STORED RECORDS →
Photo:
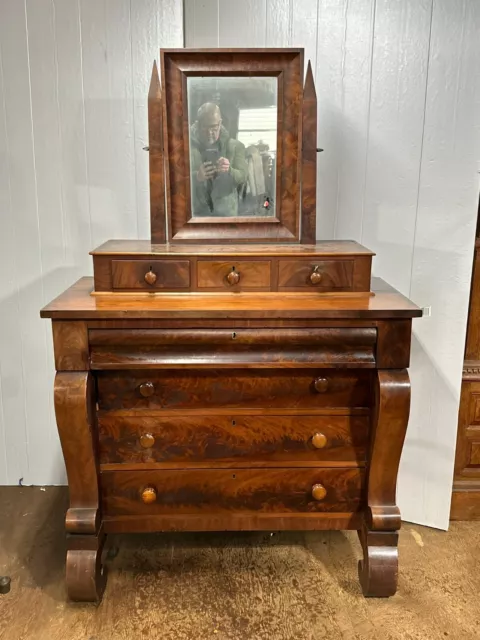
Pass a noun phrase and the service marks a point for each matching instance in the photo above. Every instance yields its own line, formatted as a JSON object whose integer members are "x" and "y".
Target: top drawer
{"x": 325, "y": 275}
{"x": 151, "y": 275}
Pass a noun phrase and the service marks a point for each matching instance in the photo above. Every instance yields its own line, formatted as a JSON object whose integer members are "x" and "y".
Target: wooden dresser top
{"x": 77, "y": 302}
{"x": 330, "y": 248}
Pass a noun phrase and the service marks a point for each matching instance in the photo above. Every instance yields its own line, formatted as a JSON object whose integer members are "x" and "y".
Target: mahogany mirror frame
{"x": 176, "y": 66}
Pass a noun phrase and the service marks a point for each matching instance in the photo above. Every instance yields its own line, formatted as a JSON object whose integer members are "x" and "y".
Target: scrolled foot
{"x": 86, "y": 576}
{"x": 378, "y": 571}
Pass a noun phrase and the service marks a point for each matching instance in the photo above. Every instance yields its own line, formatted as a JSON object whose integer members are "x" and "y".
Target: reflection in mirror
{"x": 233, "y": 145}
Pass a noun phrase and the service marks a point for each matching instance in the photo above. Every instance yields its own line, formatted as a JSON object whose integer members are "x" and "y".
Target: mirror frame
{"x": 176, "y": 66}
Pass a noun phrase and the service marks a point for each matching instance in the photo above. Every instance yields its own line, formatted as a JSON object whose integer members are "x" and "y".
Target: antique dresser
{"x": 233, "y": 373}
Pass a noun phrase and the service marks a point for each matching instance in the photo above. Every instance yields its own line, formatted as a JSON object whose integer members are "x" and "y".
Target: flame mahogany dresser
{"x": 233, "y": 373}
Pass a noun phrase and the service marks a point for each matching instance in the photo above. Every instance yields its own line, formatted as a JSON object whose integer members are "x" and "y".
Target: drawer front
{"x": 219, "y": 491}
{"x": 327, "y": 275}
{"x": 230, "y": 439}
{"x": 152, "y": 348}
{"x": 150, "y": 275}
{"x": 206, "y": 388}
{"x": 241, "y": 275}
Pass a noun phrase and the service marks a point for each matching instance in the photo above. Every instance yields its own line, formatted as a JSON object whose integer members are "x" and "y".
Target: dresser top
{"x": 78, "y": 303}
{"x": 337, "y": 248}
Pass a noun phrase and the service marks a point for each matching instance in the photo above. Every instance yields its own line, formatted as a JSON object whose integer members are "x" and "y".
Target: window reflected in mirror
{"x": 233, "y": 145}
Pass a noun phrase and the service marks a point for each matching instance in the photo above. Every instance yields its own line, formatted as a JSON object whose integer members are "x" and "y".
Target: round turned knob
{"x": 147, "y": 389}
{"x": 318, "y": 492}
{"x": 320, "y": 385}
{"x": 149, "y": 495}
{"x": 233, "y": 277}
{"x": 315, "y": 276}
{"x": 150, "y": 277}
{"x": 319, "y": 440}
{"x": 147, "y": 440}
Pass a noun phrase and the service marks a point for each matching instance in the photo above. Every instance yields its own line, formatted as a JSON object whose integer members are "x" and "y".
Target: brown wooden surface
{"x": 158, "y": 219}
{"x": 77, "y": 303}
{"x": 389, "y": 426}
{"x": 145, "y": 248}
{"x": 70, "y": 343}
{"x": 231, "y": 439}
{"x": 294, "y": 275}
{"x": 261, "y": 348}
{"x": 217, "y": 491}
{"x": 309, "y": 160}
{"x": 288, "y": 66}
{"x": 74, "y": 398}
{"x": 183, "y": 388}
{"x": 251, "y": 274}
{"x": 169, "y": 274}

WHAT TO DO → Pick out each line in the records that contains the string "frame".

FULL ANSWER →
Target: mahogany mirror frame
Target: mirror frame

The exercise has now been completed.